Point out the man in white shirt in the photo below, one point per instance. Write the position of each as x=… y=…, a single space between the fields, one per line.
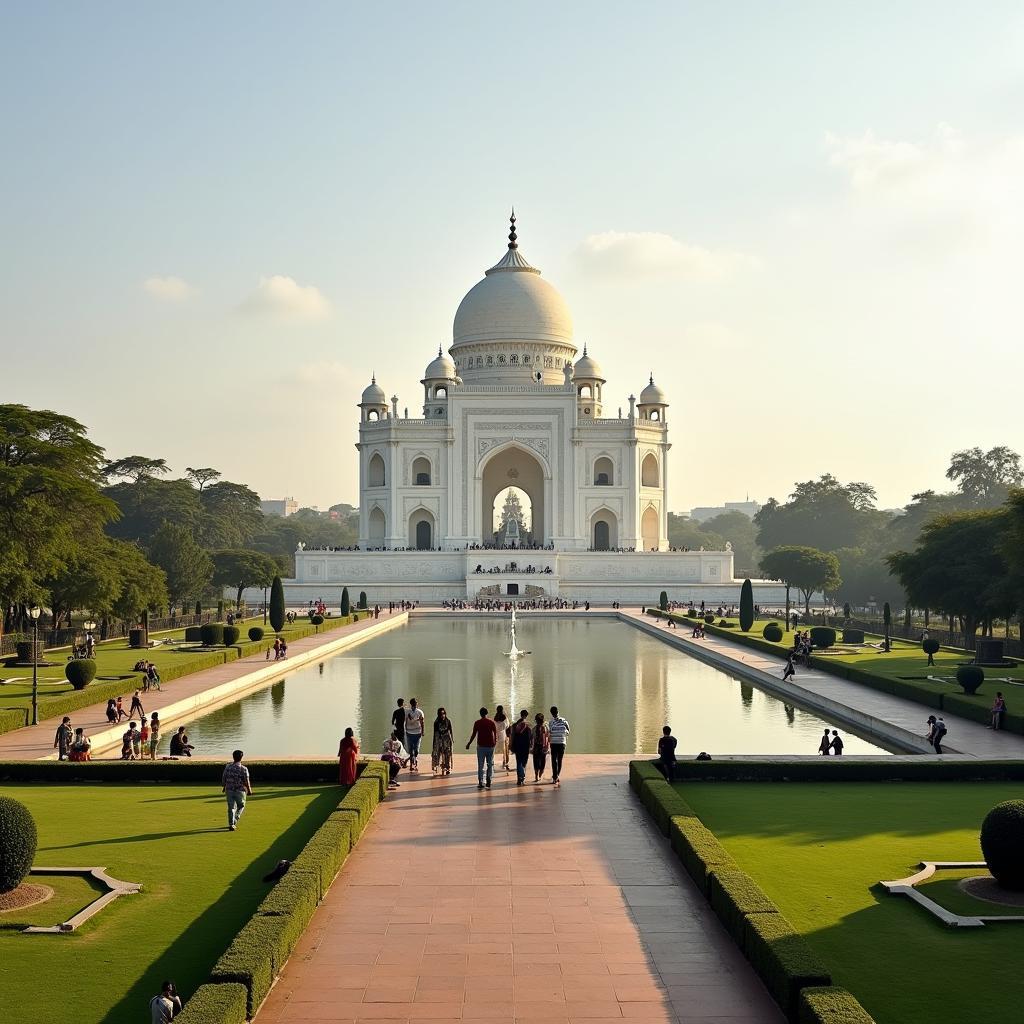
x=559 y=730
x=414 y=733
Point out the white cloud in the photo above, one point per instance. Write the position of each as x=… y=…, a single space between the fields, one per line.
x=651 y=254
x=168 y=289
x=286 y=298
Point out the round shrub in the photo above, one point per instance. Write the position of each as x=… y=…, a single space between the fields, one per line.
x=1003 y=843
x=822 y=637
x=17 y=843
x=80 y=672
x=970 y=677
x=212 y=634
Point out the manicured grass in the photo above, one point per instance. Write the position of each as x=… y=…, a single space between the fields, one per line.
x=819 y=851
x=201 y=885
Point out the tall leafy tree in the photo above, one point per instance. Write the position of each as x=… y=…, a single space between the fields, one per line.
x=49 y=498
x=806 y=568
x=241 y=568
x=958 y=568
x=187 y=566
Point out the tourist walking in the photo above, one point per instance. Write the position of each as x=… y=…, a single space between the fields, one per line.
x=502 y=725
x=440 y=751
x=485 y=734
x=415 y=725
x=667 y=754
x=62 y=738
x=154 y=735
x=394 y=754
x=236 y=784
x=559 y=731
x=398 y=721
x=347 y=751
x=520 y=742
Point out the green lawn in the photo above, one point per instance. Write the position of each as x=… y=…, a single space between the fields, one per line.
x=819 y=850
x=201 y=884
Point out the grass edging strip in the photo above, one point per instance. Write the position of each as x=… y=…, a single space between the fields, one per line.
x=777 y=952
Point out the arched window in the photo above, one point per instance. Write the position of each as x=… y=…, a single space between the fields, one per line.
x=421 y=472
x=649 y=473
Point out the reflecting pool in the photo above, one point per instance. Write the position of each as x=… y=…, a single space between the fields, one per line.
x=615 y=685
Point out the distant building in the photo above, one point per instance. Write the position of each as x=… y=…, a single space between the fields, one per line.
x=279 y=506
x=704 y=513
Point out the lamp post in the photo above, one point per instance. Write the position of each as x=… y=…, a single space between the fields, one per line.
x=34 y=613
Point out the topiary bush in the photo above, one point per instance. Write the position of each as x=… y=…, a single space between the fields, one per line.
x=212 y=634
x=822 y=637
x=80 y=672
x=17 y=843
x=1003 y=843
x=970 y=677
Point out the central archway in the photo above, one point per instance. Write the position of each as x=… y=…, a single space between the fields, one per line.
x=512 y=466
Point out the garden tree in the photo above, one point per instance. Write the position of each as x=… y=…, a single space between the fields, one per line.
x=806 y=568
x=231 y=514
x=145 y=504
x=135 y=468
x=201 y=477
x=739 y=530
x=49 y=498
x=747 y=606
x=958 y=568
x=188 y=567
x=276 y=604
x=985 y=477
x=240 y=568
x=823 y=513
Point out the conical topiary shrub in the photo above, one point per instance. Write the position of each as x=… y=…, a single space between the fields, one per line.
x=17 y=843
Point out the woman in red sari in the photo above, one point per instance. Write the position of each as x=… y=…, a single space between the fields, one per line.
x=346 y=758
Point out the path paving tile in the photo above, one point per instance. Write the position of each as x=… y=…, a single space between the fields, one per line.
x=506 y=906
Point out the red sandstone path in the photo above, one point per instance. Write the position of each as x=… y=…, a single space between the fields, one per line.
x=531 y=903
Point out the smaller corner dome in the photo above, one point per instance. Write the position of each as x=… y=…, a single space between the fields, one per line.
x=374 y=394
x=440 y=368
x=652 y=394
x=588 y=368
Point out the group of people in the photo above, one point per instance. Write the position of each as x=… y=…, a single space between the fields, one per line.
x=520 y=739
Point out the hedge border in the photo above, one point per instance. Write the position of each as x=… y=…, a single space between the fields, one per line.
x=976 y=708
x=781 y=957
x=261 y=948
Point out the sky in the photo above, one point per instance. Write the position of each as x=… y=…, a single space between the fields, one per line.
x=804 y=218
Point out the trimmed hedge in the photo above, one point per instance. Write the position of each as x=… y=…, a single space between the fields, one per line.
x=784 y=962
x=733 y=896
x=224 y=1004
x=697 y=848
x=830 y=1005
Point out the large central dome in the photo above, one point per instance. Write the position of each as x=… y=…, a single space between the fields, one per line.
x=512 y=326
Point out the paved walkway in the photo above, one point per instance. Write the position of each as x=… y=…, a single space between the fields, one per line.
x=965 y=736
x=516 y=904
x=36 y=741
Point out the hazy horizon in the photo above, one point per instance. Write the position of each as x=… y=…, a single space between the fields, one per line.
x=805 y=221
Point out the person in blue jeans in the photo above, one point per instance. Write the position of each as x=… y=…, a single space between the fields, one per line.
x=520 y=741
x=485 y=734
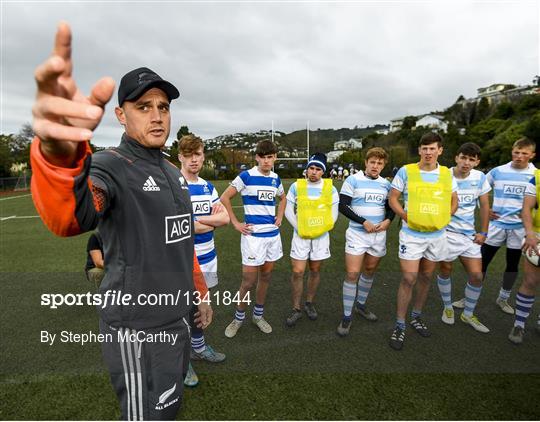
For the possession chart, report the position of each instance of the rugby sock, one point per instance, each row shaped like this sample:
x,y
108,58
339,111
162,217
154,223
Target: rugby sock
x,y
240,315
445,288
364,286
400,323
258,311
197,342
472,294
349,294
512,267
504,294
524,304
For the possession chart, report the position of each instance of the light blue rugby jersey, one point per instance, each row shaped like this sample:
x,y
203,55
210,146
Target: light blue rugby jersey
x,y
469,189
314,192
509,186
203,197
259,198
368,197
400,183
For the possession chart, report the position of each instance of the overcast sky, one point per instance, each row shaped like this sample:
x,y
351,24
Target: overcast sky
x,y
241,65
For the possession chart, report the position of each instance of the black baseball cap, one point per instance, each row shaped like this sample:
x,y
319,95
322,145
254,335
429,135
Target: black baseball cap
x,y
138,81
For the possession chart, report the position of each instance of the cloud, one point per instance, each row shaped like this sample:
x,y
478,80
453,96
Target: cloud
x,y
240,66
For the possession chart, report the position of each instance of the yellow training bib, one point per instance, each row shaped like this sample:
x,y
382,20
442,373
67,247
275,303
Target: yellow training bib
x,y
429,204
314,215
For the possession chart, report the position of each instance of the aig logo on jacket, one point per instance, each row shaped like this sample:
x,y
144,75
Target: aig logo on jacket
x,y
177,228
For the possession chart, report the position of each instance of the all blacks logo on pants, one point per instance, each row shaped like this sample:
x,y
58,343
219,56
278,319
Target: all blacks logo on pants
x,y
177,228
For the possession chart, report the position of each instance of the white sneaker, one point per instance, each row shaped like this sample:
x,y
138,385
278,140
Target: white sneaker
x,y
233,328
448,316
505,307
262,324
473,322
459,304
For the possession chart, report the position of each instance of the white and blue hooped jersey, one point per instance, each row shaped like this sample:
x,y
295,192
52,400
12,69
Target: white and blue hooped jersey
x,y
314,192
400,183
368,197
203,197
469,189
259,198
509,186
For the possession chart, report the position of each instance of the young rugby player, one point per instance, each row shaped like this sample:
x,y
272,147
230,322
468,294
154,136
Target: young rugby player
x,y
462,238
208,214
430,197
506,227
312,210
363,200
260,240
531,276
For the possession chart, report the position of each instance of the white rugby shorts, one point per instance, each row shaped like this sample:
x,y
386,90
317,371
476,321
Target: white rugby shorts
x,y
312,249
209,271
460,244
498,236
359,243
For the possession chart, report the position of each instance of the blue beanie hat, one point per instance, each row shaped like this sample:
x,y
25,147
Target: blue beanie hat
x,y
318,159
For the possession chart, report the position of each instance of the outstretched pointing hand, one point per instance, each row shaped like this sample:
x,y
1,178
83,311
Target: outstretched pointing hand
x,y
63,116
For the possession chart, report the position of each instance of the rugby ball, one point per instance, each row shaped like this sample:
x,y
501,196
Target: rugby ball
x,y
534,257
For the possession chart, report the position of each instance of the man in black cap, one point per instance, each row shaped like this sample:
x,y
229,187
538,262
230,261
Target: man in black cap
x,y
141,205
312,210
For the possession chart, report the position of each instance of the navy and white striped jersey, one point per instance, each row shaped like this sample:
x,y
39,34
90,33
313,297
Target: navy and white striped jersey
x,y
509,186
203,197
259,198
401,182
368,197
469,189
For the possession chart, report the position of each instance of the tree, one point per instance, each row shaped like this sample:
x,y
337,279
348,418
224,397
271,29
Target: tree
x,y
184,130
482,111
504,110
532,129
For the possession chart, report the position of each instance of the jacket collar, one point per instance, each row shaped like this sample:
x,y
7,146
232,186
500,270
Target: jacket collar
x,y
138,150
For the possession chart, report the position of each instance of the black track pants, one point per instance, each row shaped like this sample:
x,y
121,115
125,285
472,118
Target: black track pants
x,y
512,263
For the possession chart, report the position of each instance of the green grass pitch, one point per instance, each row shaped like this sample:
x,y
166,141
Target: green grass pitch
x,y
306,372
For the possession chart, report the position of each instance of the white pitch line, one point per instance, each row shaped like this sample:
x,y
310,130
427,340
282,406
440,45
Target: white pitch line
x,y
11,217
15,197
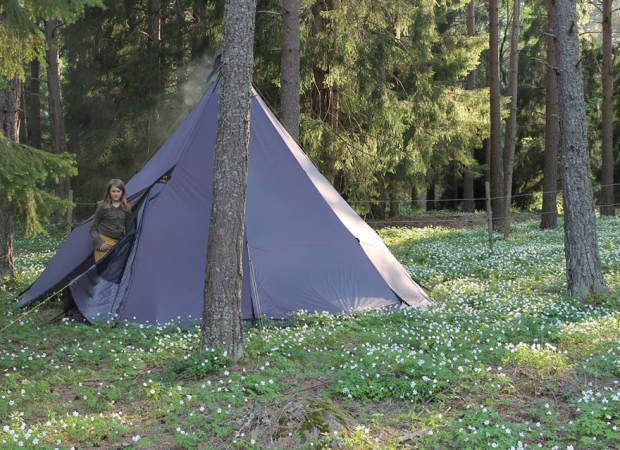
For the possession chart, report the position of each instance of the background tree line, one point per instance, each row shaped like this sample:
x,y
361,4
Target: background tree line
x,y
393,96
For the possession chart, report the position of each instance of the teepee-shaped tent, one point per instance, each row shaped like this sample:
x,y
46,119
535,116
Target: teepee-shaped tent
x,y
305,248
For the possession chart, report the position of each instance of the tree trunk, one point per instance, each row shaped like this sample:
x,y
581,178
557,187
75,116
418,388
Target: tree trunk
x,y
549,216
393,194
198,39
180,49
11,104
468,179
497,166
221,317
289,103
34,105
431,193
583,269
7,267
607,152
23,122
9,120
58,137
154,33
511,121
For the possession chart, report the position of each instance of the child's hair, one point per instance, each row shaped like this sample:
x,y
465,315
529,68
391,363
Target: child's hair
x,y
108,199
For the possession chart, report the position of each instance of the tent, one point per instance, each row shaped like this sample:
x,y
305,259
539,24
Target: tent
x,y
304,247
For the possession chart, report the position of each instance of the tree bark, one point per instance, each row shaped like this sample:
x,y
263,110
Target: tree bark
x,y
497,166
583,269
9,120
34,105
511,121
58,137
154,33
221,318
549,216
23,122
7,266
468,179
607,153
289,103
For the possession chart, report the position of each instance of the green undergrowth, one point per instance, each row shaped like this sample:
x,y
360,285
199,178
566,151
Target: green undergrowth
x,y
502,359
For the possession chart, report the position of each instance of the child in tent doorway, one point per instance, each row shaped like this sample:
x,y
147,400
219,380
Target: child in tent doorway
x,y
112,219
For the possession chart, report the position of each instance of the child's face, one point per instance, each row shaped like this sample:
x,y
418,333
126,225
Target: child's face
x,y
115,194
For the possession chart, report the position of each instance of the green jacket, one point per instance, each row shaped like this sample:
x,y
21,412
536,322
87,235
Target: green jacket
x,y
112,222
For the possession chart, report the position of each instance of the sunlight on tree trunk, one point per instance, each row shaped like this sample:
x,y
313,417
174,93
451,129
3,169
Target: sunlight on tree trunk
x,y
497,166
583,268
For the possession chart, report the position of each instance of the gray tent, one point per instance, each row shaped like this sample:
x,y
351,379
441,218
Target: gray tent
x,y
305,248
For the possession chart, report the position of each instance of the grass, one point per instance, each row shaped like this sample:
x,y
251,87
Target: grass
x,y
501,360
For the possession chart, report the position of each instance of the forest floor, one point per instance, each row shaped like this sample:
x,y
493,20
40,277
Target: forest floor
x,y
446,220
501,360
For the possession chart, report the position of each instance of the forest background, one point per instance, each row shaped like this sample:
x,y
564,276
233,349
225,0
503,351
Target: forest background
x,y
386,109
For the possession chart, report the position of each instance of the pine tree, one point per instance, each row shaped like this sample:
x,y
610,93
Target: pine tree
x,y
221,318
583,268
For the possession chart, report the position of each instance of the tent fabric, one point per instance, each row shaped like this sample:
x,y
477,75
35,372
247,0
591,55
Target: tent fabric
x,y
304,247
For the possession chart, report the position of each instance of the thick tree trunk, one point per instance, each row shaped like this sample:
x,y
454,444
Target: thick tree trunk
x,y
34,105
9,120
290,67
497,166
58,137
607,148
583,269
511,121
468,179
221,317
549,216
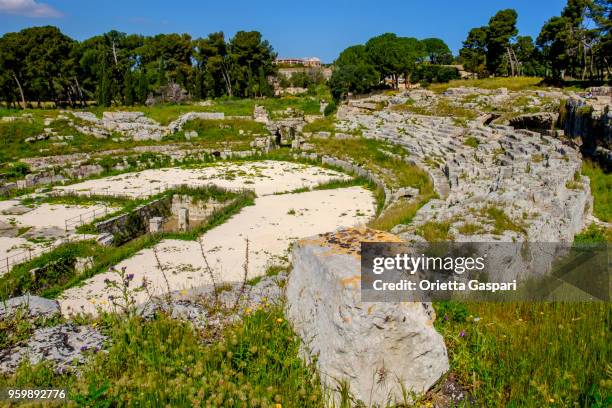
◆ ◆ ◆
YOUR OBJECTIVE » Copy everything from the start of the listing down to the line containing "x=286 y=298", with "Point out" swapped for "Mark" and nothing else changed. Leave out the pictures.

ANSWER TO THIS TASK »
Mark the man in white shirt in the photo below, one point per instance. Write the position of each as x=… y=…, a single space between the fields, one per line.
x=559 y=730
x=414 y=733
Mark the white cloud in the photo above, one point per instance. Write the position of each as x=… y=…, a single space between the fields, one per line.
x=651 y=254
x=168 y=289
x=286 y=298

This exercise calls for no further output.